- PAGE TEXT:
========
Plant-Based Diet Facts and Fiction
Myth 1: Plants don’t have enough protein.
Truth: All plant foods contain all the essential amino acids, which are the building blocks of proteins. The essential amino acids are called ‘complete proteins’ and called essential because the body does not produce them and must be obtained from our diet. For example, broccoli contains 45% protein from its calories and beans contains 23% to 54% depending on the variety.
As long as one is eating a variety of plant foods in sufficient quantity to maintain one’s weight, the body gets plenty of protein. Plants are the only foods eaten by elephants, horses, and hippos, and all three have no trouble growing all the muscle, bone, and tissue they need.
Myth 2: Where do I get my calcium?
Truth: All plant foods contain generous amounts of calcium. The most healthful calcium sources are green leafy vegetables and legumes (beans). Broccoli, Brussels sprouts, collards, kale, mustard greens, Swiss chard, and other greens are loaded with highly absorbable calcium and a host of other healthful nutrients. The exception is spinach, which contains a large amount of calcium but tends to hold onto it very tenaciously, so that you will absorb less of it.
Calcium is the most plentiful mineral found in the human body. The teeth and bones contain the most calcium (about 99%). Nerve cells, body tissues, blood, and other body fluids contain the remaining calcium. Calcium is one of the most important minerals for the growth, maintenance, and reproduction of the human body. Calcium helps form and maintain healthy teeth and bones. Proper levels of calcium over a lifetime can help prevent osteoporosis.
Some examples of calcium in plants are:
- Brown rice (1 cup) has 20 mg of calcium
- Broccoli (1 cup) 94 mg
- Kidney beans (1 cup, cooked) 50 mg
- Sweet potato (1 cup) 70 mg
- Collard greens contains about 360 mg of calcium
- Kale (1 cup) 94 mg
Myth 3: Carbs cause weight gain.
Truth: Carbohydrates are our primary source of energy for our body. They’re the main source of calories in virtually every diet worldwide. They supply 4 calories per gram, the same as protein. Fat has more than twice as many calories (9 per gram). Plus, there is abundance of fiber in complex-carbohydrates, and fiber has no calories, because it isn’t absorbed by the body.
========
- DATA EXTRACT:
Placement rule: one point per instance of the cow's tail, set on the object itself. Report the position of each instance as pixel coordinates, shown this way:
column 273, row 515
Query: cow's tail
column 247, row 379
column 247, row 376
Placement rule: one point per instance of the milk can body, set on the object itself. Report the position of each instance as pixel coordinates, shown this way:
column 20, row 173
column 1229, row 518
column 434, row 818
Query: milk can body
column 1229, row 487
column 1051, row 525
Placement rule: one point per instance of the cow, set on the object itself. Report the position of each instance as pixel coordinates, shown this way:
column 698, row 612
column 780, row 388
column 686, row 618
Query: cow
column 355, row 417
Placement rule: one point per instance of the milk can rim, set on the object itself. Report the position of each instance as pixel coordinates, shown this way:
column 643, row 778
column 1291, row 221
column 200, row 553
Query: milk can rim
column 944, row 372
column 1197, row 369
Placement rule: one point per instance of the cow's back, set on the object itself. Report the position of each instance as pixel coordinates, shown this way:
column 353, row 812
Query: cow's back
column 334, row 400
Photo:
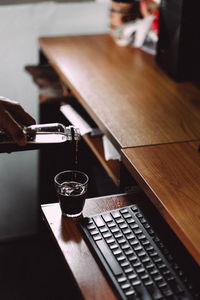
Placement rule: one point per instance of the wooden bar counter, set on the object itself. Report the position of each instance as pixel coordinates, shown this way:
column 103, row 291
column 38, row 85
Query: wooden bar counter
column 170, row 176
column 130, row 98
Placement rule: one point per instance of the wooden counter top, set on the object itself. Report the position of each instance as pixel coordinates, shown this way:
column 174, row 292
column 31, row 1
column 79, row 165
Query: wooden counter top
column 170, row 176
column 131, row 99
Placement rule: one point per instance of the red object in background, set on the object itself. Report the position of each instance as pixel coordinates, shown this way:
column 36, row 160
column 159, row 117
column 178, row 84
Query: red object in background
column 155, row 21
column 147, row 9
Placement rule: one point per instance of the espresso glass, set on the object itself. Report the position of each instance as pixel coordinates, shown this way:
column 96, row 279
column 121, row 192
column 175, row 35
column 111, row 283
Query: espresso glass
column 71, row 187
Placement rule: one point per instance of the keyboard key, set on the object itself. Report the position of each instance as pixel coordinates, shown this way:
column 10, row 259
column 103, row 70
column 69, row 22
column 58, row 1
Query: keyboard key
column 107, row 234
column 154, row 292
column 134, row 208
column 99, row 221
column 124, row 263
column 111, row 224
column 116, row 214
column 128, row 269
column 121, row 278
column 113, row 246
column 132, row 276
column 128, row 251
column 114, row 229
column 121, row 257
column 142, row 292
column 125, row 286
column 127, row 215
column 136, row 282
column 110, row 259
column 137, row 231
column 97, row 237
column 123, row 225
column 126, row 231
column 130, row 292
column 103, row 229
column 121, row 240
column 130, row 220
column 118, row 234
column 125, row 246
column 119, row 220
column 132, row 258
column 117, row 251
column 107, row 218
column 134, row 226
column 91, row 226
column 110, row 240
column 124, row 210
========
- INSTRUCTIONS:
a. According to the plant-based diet text, how many calories does fat supply per gram?
b. Does the plant-based diet text support each statement? Answer yes or no and quote the deciding words. (i) Spinach's calcium is easier to absorb than the calcium in other greens. (ii) The teeth and bones hold about 99% of the body's calcium. (iii) Broccoli gets 45% of its calories from protein.
The material after the plant-based diet text stands apart from it.

- RESPONSES PER TASK:
a. Fat supplies 9 calories per gram.

b.
(i) No: "The exception is spinach, which contains a large amount of calcium but tends to hold onto it very tenaciously, so that you will absorb less of it."
(ii) Yes: "The teeth and bones contain the most calcium (about 99%)."
(iii) Yes: "broccoli contains 45% protein from its calories"